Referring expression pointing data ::
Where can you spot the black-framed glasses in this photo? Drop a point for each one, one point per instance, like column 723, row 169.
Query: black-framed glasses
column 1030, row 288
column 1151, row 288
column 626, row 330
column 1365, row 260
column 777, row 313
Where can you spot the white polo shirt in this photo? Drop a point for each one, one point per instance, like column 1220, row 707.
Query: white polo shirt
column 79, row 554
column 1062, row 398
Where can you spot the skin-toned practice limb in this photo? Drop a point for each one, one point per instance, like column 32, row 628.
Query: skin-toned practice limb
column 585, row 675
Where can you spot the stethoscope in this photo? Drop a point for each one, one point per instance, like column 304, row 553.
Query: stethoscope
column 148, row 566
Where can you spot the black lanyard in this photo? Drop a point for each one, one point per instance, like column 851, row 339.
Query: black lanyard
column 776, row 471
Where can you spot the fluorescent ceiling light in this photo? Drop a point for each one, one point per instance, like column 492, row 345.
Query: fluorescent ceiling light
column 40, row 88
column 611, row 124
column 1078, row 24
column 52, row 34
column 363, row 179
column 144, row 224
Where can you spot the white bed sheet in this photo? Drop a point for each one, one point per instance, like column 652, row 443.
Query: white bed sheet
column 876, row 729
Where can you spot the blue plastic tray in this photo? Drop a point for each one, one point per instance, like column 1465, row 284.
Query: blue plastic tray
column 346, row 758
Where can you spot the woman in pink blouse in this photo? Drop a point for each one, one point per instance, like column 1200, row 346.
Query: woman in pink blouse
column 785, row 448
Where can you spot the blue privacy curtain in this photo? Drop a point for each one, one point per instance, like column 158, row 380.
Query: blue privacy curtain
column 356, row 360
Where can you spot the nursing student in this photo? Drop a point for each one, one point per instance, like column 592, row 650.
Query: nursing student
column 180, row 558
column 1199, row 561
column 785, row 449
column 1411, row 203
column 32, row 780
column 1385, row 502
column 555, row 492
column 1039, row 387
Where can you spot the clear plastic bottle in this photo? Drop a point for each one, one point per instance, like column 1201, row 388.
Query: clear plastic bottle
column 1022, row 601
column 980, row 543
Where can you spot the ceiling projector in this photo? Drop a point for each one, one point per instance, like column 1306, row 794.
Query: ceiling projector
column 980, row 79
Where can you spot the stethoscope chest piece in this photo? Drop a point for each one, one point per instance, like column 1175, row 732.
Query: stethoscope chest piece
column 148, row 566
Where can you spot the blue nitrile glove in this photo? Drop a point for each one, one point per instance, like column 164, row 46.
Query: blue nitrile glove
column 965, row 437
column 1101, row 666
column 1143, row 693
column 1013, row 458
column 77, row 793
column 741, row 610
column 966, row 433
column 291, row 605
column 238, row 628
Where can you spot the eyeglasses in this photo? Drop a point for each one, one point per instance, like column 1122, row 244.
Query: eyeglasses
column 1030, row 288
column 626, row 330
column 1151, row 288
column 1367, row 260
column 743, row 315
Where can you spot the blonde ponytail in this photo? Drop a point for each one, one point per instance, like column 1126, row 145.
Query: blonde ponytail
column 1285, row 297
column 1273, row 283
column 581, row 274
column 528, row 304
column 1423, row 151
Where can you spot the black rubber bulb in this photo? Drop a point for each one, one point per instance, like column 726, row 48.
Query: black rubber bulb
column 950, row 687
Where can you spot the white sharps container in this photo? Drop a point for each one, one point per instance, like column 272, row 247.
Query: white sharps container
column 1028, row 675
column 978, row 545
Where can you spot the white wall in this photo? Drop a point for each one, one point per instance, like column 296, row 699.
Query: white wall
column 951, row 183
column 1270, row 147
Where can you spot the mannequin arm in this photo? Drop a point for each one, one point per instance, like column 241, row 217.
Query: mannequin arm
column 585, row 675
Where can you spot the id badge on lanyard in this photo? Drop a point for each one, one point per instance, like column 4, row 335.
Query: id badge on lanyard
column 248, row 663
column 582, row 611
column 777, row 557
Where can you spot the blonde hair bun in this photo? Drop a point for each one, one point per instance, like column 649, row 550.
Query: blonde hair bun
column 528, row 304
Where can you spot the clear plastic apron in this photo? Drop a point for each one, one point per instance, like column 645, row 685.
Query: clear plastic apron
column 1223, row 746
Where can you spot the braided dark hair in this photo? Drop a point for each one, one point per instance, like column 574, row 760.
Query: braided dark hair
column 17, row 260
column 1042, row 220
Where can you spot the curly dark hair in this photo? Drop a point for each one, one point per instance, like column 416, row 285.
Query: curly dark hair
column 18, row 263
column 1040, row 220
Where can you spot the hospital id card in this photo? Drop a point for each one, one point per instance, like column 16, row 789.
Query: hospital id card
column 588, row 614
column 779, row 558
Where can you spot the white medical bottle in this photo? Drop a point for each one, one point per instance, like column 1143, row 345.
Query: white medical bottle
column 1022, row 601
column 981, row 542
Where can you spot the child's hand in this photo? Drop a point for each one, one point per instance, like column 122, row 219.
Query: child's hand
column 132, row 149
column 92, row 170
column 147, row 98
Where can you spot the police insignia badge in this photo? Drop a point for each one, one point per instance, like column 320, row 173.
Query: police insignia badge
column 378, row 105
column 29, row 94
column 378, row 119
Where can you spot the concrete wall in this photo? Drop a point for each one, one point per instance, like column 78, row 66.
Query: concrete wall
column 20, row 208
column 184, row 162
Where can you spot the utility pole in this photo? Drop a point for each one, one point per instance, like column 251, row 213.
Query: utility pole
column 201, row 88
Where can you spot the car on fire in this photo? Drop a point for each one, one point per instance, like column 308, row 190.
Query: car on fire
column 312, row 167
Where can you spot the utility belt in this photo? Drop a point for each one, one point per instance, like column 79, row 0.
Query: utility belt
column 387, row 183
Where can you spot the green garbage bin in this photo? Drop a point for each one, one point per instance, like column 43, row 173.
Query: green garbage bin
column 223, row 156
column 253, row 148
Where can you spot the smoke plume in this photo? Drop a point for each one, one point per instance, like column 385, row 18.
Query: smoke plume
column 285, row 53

EXERCISE INSTRUCTIONS ::
Transcribe the records above in full, exactly as they stand.

SOLUTION TO THIS EXERCISE ::
Where can you spot the black-framed glasses in this photo? Drop a point for each one, one point per instance, like column 723, row 169.
Query: black-framed glasses
column 1030, row 288
column 1151, row 288
column 626, row 330
column 1365, row 260
column 777, row 313
Where can you spot the white polo shirt in this photo? Drop a point for each one, one point per instance, like column 1220, row 707.
Query: white polo shirt
column 79, row 554
column 1062, row 398
Where can you spot the skin-toned practice limb in this photo? Drop a point for each one, one point per instance, like column 32, row 628.
Query: skin-toned practice limb
column 585, row 675
Where can you spot the stethoscope in this photo? Drop a point for each one, one point per instance, like column 304, row 553.
Query: stethoscope
column 148, row 566
Where can you spot the black lanyard in this photo? Drop a point for each one, one point per instance, like column 851, row 339.
Query: black lanyard
column 776, row 471
Where can you spot the fluorescent ceiling light in this photo? Drop a point for each one, one point per instance, like column 492, row 345.
Query: fluorescent ceiling light
column 40, row 88
column 611, row 124
column 1078, row 24
column 52, row 34
column 363, row 179
column 144, row 224
Where can you spot the white bed sheet in this photo? Drop a point for each one, one point per instance, like column 652, row 443.
Query: white bed sheet
column 876, row 729
Where can you spot the blue plastic tray in this photo? Drop a point for each one, one point per instance, like column 1465, row 284.
Query: blue plastic tray
column 346, row 758
Where can you spot the woman in pink blouse in this photo? Drop a point for each one, one point per instance, like column 1200, row 346.
Query: woman in pink blouse
column 785, row 448
Where can you spot the blue privacy curtain in this photo? Drop a point for each one, one point per instance, like column 158, row 380.
Query: blue privacy curtain
column 356, row 360
Where can you spot the nursing student in this photo? Drop a point for each one, one point per instance, like column 592, row 650.
Query: nursing student
column 180, row 558
column 1199, row 561
column 785, row 449
column 1411, row 203
column 32, row 780
column 1385, row 502
column 555, row 492
column 1039, row 387
Where can you spot the clear plastic bottle in this photo? Drop a point for each one, one point per instance, like column 1201, row 388.
Query: clear plastic bottle
column 1022, row 601
column 980, row 543
Where can you spot the ceiling projector in this photo? Drop a point for each one, one point per instance, like column 1306, row 794.
Query: ceiling projector
column 980, row 79
Where can you spot the stethoscope chest piece in this photo? Drop a point for each one, one point per instance, like column 1175, row 732.
Query: stethoscope chest piece
column 148, row 566
Where can you spot the blue nitrile glove in this photo? Drop a point for each one, one point per instance, like column 164, row 46.
Query: blue nitrile glove
column 965, row 437
column 1101, row 666
column 1143, row 693
column 1013, row 458
column 77, row 793
column 741, row 610
column 966, row 433
column 291, row 605
column 238, row 628
Where can you spot the eyeglasses in this photo? Drop a point for each one, one point per instance, like column 1122, row 244.
Query: eyeglasses
column 1030, row 288
column 626, row 330
column 1151, row 288
column 1367, row 260
column 743, row 315
Where can you spot the blonde ponytail in this photo? Drop a point for each one, one point per instance, like column 1126, row 145.
Query: blonde ponytail
column 1285, row 297
column 1273, row 283
column 581, row 274
column 528, row 304
column 1423, row 151
Where can you spot the black rubber bulb in this photo? Drop a point for each one, one point per instance, like column 726, row 48.
Query: black rubber bulb
column 950, row 687
Where can you spot the white sharps container in this photo? Drop a point for each one, one point per instance, like column 272, row 247.
Query: white sharps container
column 1028, row 675
column 978, row 545
Where can you spot the white wall in this photo? Drop a point for each one, one point per instance, like column 296, row 699.
Query: white wall
column 951, row 183
column 1270, row 147
Where can you spot the mannequin arm in this photo? Drop a point for each one, one point per instance, like column 241, row 217.
Query: mannequin arm
column 585, row 675
Where can you spot the id badge on lanyard in this photo? Drop a point for each one, one point per instance, like column 4, row 335.
Query: id badge on lanyard
column 248, row 663
column 582, row 611
column 777, row 557
Where can you spot the blonde hair bun in this photo? Drop a point for each one, one point per instance, like column 649, row 550.
Query: blonde hair bun
column 528, row 304
Where can you spot the clear plastic apron in this photo? Drop a point for each one, one point per instance, like column 645, row 685.
Query: clear plastic apron
column 1223, row 746
Where can you spot the braided dark hair in this photo? Drop a point for each one, one point per instance, like column 574, row 760.
Query: braided dark hair
column 17, row 260
column 1042, row 220
Where can you spot the curly dark hair in this photo? Drop a point for each one, one point per instance, like column 416, row 285.
Query: curly dark hair
column 18, row 263
column 1040, row 220
Where can you spot the hospital id card in this photo? Drop a point for each one, one point per instance, like column 16, row 789.
Query: hospital id card
column 588, row 614
column 779, row 558
Where can you spot the white medical bottle in this photo? Drop a point for each one, one point per instance, like column 1143, row 345.
Query: white medical bottle
column 1022, row 601
column 981, row 542
Where can you spot the child's hand in this photo? Drop a point for each one, one point per instance, like column 122, row 219.
Query: child's hand
column 132, row 149
column 92, row 170
column 147, row 98
Where can you spot the police insignia badge in this photo? Drop a point for each one, one point per instance, like column 320, row 173.
Query: police insignia badge
column 378, row 105
column 29, row 94
column 378, row 119
Where can you spot the concrete wall in this photo? Drop a point for each one, one point per instance, like column 78, row 66.
Query: concrete wall
column 20, row 208
column 184, row 162
Where can you spot the utility pole in this photo? Drop a point for each one, one point per instance, like column 251, row 213.
Query: utility pole
column 201, row 88
Where can you spot the car on fire in this photo? Drop a point for each one, one point per instance, like column 308, row 190.
Query: car on fire
column 312, row 167
Where can you spot the utility belt in this photo? Drop a point for each one, one point per instance, like column 79, row 0.
Query: utility belt
column 387, row 183
Where can you spot the green garbage bin in this photo? Drop a point for each one, one point per instance, like column 43, row 173.
Query: green garbage bin
column 223, row 156
column 253, row 148
Where can you spot the smoke plume in this photo? Drop a point for each one, one point per instance, like column 385, row 18.
Query: smoke plume
column 285, row 53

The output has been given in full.